● SUPPLIED MATERIAL:
..........

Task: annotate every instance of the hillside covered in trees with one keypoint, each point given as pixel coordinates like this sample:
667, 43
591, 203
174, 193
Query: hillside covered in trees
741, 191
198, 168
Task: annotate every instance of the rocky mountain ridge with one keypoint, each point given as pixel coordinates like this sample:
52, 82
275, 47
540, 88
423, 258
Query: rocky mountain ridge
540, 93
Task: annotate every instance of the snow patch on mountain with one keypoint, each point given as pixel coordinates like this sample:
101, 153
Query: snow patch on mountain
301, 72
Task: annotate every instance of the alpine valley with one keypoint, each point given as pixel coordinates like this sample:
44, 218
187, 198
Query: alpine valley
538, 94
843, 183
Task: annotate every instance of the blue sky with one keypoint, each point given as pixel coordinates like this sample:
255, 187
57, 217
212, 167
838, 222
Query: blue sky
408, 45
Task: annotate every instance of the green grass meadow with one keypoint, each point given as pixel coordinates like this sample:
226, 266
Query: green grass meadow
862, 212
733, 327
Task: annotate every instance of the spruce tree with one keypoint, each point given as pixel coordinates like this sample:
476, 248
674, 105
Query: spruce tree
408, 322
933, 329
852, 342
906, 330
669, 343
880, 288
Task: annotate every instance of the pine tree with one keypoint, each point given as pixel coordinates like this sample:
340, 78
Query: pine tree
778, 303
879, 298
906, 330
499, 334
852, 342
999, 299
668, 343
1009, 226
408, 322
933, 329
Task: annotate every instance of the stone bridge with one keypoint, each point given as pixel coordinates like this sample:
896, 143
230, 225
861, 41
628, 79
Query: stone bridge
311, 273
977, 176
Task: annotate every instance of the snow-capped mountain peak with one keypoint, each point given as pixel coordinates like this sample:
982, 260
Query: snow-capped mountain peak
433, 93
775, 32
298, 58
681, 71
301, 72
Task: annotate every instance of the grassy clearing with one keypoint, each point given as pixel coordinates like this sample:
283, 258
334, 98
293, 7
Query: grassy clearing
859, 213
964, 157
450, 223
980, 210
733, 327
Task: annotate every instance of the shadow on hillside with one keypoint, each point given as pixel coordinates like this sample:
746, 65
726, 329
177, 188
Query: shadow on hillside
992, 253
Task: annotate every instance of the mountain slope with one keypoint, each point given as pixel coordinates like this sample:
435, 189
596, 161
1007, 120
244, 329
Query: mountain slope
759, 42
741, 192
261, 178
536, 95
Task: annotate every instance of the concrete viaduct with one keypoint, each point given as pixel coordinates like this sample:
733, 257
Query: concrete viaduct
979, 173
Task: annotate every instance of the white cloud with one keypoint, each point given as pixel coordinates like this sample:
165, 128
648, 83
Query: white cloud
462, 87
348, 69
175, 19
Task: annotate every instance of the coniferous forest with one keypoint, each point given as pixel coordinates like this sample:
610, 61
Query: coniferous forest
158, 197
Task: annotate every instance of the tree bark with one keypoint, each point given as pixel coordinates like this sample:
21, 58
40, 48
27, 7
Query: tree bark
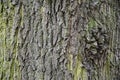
59, 40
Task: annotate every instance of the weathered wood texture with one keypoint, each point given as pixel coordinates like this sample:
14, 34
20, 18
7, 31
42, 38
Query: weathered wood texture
59, 40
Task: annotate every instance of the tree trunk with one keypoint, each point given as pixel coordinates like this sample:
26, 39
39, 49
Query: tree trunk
59, 40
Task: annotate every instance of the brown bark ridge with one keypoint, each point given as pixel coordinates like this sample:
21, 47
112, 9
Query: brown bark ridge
59, 40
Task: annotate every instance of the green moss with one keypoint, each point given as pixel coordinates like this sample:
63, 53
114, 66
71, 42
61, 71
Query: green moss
91, 24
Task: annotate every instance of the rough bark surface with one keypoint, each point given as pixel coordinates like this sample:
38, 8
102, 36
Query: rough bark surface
59, 40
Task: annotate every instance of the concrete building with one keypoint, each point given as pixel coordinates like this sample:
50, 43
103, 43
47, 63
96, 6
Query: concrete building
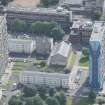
99, 3
3, 45
59, 54
97, 55
30, 15
21, 46
46, 79
44, 45
81, 32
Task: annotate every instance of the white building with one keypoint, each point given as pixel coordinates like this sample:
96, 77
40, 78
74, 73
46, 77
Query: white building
21, 45
44, 45
59, 54
3, 45
42, 78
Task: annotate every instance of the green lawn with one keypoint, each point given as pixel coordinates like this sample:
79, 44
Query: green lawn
69, 101
71, 60
7, 84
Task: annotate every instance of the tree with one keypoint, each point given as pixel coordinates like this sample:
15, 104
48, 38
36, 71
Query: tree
37, 100
57, 33
29, 91
4, 2
29, 101
15, 101
52, 101
85, 52
51, 91
61, 97
92, 96
100, 100
42, 92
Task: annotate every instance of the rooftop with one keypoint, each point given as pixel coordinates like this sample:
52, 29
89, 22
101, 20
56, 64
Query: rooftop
59, 11
73, 2
61, 48
98, 31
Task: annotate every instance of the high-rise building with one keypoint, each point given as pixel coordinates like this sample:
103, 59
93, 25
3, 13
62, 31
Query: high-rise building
97, 55
99, 3
3, 45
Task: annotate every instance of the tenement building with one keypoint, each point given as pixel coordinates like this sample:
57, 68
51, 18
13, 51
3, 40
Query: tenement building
30, 15
81, 32
47, 79
3, 45
97, 55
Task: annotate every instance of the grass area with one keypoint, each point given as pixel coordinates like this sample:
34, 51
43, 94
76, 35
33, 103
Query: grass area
7, 84
71, 61
85, 101
69, 101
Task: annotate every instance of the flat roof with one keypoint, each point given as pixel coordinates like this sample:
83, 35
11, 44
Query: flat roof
98, 31
37, 10
73, 2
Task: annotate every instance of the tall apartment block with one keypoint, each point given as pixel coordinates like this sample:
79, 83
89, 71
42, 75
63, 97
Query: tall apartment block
97, 56
61, 16
3, 45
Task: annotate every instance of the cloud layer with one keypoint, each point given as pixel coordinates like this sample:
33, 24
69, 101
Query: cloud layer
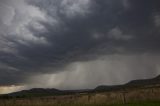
83, 39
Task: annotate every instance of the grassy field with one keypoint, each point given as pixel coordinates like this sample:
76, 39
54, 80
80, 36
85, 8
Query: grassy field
134, 97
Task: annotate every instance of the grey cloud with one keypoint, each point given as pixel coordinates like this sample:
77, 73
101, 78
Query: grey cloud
67, 31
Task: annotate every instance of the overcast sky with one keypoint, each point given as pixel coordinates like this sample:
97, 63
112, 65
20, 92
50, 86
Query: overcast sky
77, 44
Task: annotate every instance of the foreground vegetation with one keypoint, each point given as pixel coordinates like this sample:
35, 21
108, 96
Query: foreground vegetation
132, 97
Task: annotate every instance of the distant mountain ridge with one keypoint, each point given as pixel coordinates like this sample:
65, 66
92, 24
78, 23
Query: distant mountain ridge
38, 92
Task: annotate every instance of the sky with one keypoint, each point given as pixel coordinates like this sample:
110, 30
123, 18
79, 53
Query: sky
77, 44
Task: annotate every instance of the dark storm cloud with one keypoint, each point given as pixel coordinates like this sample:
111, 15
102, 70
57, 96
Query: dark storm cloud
81, 33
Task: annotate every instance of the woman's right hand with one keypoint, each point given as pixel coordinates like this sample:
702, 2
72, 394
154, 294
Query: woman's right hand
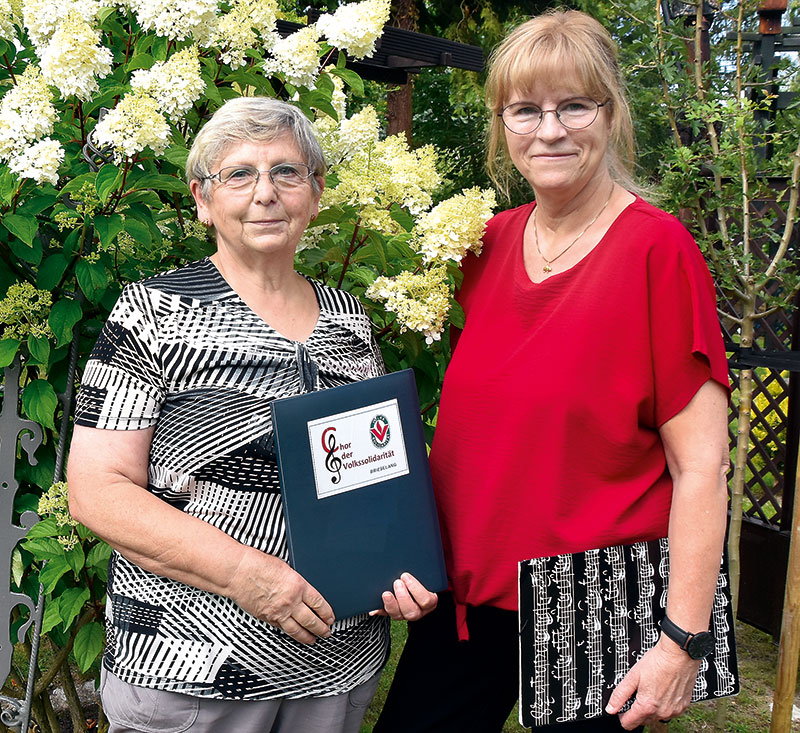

..........

Restate the whole listing above exactly, except for its images.

● WRITTEN ANSWER:
Task: annotate every instance of the hillside covered in trees with one keypoint, each point given as pixel coordinates like this sample:
667, 43
591, 203
174, 193
Query: hillside covered in trees
741, 191
198, 168
Task: annotate every instance of the rocky mountain ridge with one keypoint, each point given as pixel coordinates like this sample:
52, 82
275, 47
540, 88
423, 258
Query: rocky mountain ridge
540, 93
Task: annotate every instance of the snow patch on mountain with one keypoint, each point given as pixel coordinates like this sample:
101, 153
Query: snow patch on mountain
301, 72
Task: annotate every instance of the alpine valley with one keypoint, each point given as pixel coordinates like this sample:
44, 218
187, 198
Query: alpine valley
538, 94
843, 183
Task: annotate every instance of the blue sky with one keypoint, each point given as pixel coordinates like this sample:
255, 187
57, 217
212, 167
838, 222
Query: blue sky
408, 45
Task: annotate every instance of the green grass meadow with one keypoint, each point given as pixel coordinates like this sample:
226, 266
Query: green grass meadow
862, 212
733, 327
Task: annotate every instance of the spruce tree with one keypoint, each point given as pixel coordinates like this sample:
476, 248
674, 105
Query: spruce tree
408, 322
933, 329
852, 342
906, 330
669, 343
880, 288
Task: annotate every instance of the pine tree with one keypoint, each point given as pixel coordinates like this sample:
340, 78
Query: pine tree
778, 303
879, 298
906, 330
499, 334
852, 342
999, 299
668, 343
1009, 226
408, 322
933, 329
Task: annotate every instance of the stone bridge with one keypoint, each point given as pixel coordinates like this sample:
896, 143
230, 225
861, 41
628, 79
Query: stone bridge
311, 273
977, 176
Task: annotate every instance of the snow-capped mountain peak with one keypoint, each point given as pixel coordinates like this sample:
982, 260
Query: snow-capped mountain peak
433, 93
775, 32
298, 58
681, 71
301, 72
Task: annotate every instance of the grassy clearing with one keypoint, each point given as pixel coordinates like this sample:
283, 258
334, 98
293, 7
Query: grassy clearing
859, 213
964, 157
450, 223
980, 210
733, 327
Task: annotate every instance of the shadow on hillside with one keypoint, each point given as pixel coordinates like this sample:
746, 65
726, 329
177, 188
Query: shadow on hillside
992, 253
Task: annotate every instance of the mountain slope with one keypoint, each point given as pixel coordinates like this sample:
435, 189
596, 161
1007, 120
244, 329
Query: mountain slope
759, 42
741, 192
261, 178
536, 95
Task: annotate every instance of the concrete viaduct with one keypoint, each point given as pixel coordinates like this sample:
733, 257
Query: concrete viaduct
979, 173
Task: annotate every instance of the white cloud with one keypoint, each point given as pixel coordinates like this sample:
165, 128
648, 83
Query: white cloud
462, 87
348, 69
175, 19
Task: annotate every instance of the coniferous forest with one keypoint, each point given as pixel coordinates like this sample:
610, 61
Query: coniferous forest
158, 197
Task: annotate every instance of the tree bark with one keypoint, each point given as pixel coordinates like this sample:
21, 58
40, 48
27, 7
Query: tree bark
59, 40
Task: annotate every instance of the weathered wood texture with one keypoint, each point given as pixel coordinates like this sample:
14, 34
20, 18
7, 31
42, 38
Query: weathered wood texture
59, 40
Task: annotate every instance of the tree trunk with one keypoint, each point given as pixel coordinates like this sample:
26, 39
39, 49
Query: tree trunk
59, 40
Task: annotate every instance of the brown bark ridge with one keypoint, each point given as pixel coordinates like this sample:
21, 47
112, 9
Query: brown bark ridge
59, 40
Task: annotate every instance of the green moss with one keypoint, each point given as pixel coordinates like this sample:
63, 53
114, 66
71, 42
61, 71
Query: green moss
91, 24
Task: annotate every instance of the rough bark surface with one keypoint, each point given as pixel coordinates like this sample:
38, 8
102, 36
Query: rough bark surface
59, 40
Task: annotate every instance of the concrete building with one keypoint, each point given as pixel coordinates like this sample:
50, 43
103, 43
47, 63
96, 6
Query: concrete building
99, 3
3, 45
59, 54
97, 55
30, 15
21, 46
46, 79
44, 45
81, 32
Task: annotate every instance of the white building with one keypoint, each point given as pixel coordinates like this sample:
96, 77
40, 78
74, 73
46, 77
Query: white building
21, 45
44, 45
59, 54
3, 45
42, 78
Task: annotate every instance of the green lawn with one keypoint, each point given as pixel coordinates like this sample:
79, 44
Query: green lawn
69, 101
71, 60
7, 84
Task: annotate every instance of the tree with one keypoint, each point given as pixel coordinates like this sample:
15, 104
48, 38
36, 71
Query: tree
37, 100
57, 33
29, 91
4, 2
29, 101
15, 101
52, 101
85, 52
51, 91
61, 97
92, 96
100, 100
42, 92
Task: annotate every instance of the rooftop with one keypoint, each point given as pixel coordinates like this sample:
52, 29
89, 22
101, 20
56, 64
Query: rooftop
59, 11
73, 2
61, 48
98, 31
Task: annotate every instance of the high-rise building with one keypoint, each point given as pixel coordinates like this sample:
103, 59
93, 25
3, 13
62, 31
Query: high-rise building
97, 55
99, 3
3, 45
Task: annotate every instance of the tenement building with one keypoint, each point given as pixel coordinates like this sample:
57, 68
51, 18
13, 51
3, 40
Query: tenement building
30, 15
81, 32
47, 79
3, 45
97, 55
Task: annotate every instance of the grass area with one keypoint, each point given as pixel coordinates like this sample:
34, 51
43, 94
76, 35
33, 103
Query: grass area
7, 84
71, 61
85, 101
69, 101
Task: annotate every instance of the flat roof with one keypoint, each point given as pixel coordinates like this sample:
83, 35
11, 44
Query: flat roof
98, 31
37, 10
73, 2
Task: annotate every instance of the tall apartment block with one keypoint, each point given as pixel coordinates like this sample:
79, 83
89, 71
42, 75
63, 97
Query: tall apartment block
97, 56
61, 16
3, 45
Task: annotate every instance of the cloud layer with one keypoint, each point given as pixel coordinates like this sample:
33, 24
69, 101
Query: cloud layer
83, 39
Task: annotate every instance of the grassy field with one keypoint, each point given as pixel coordinates like this sample:
76, 39
54, 80
80, 36
85, 8
Query: grassy field
134, 97
Task: annotate every instance of the grey cloud with one keypoint, each point given as pixel coordinates like this sample:
77, 73
101, 78
Query: grey cloud
67, 31
Task: annotate every instance of the overcast sky with one keypoint, each point given as pixel coordinates like this sample:
97, 63
112, 65
20, 92
50, 86
Query: overcast sky
77, 44
Task: annotate every instance of the foreground vegetation with one keypoint, each point given as pixel coordinates like this sample:
35, 21
108, 96
Query: foreground vegetation
132, 97
Task: annotate every instance of the distant mountain ridge with one keypoint, each point given as pixel coordinates like this sample:
65, 66
92, 24
78, 23
Query: distant mountain ridge
38, 92
Task: annotate every instance of the sky with one keypoint, each point given as pixel coordinates like this sample:
110, 30
123, 18
79, 53
Query: sky
77, 44
Task: annotate every instance of the dark storm cloud with one keypoint, each point given as pixel coordinates like this sample:
111, 15
102, 70
57, 96
Query: dark storm cloud
81, 33
Task: annotate every instance of the woman's right hand with one keypoint, each point given as pixel coordinates like this sample:
702, 2
72, 394
154, 294
Query: woman's right hand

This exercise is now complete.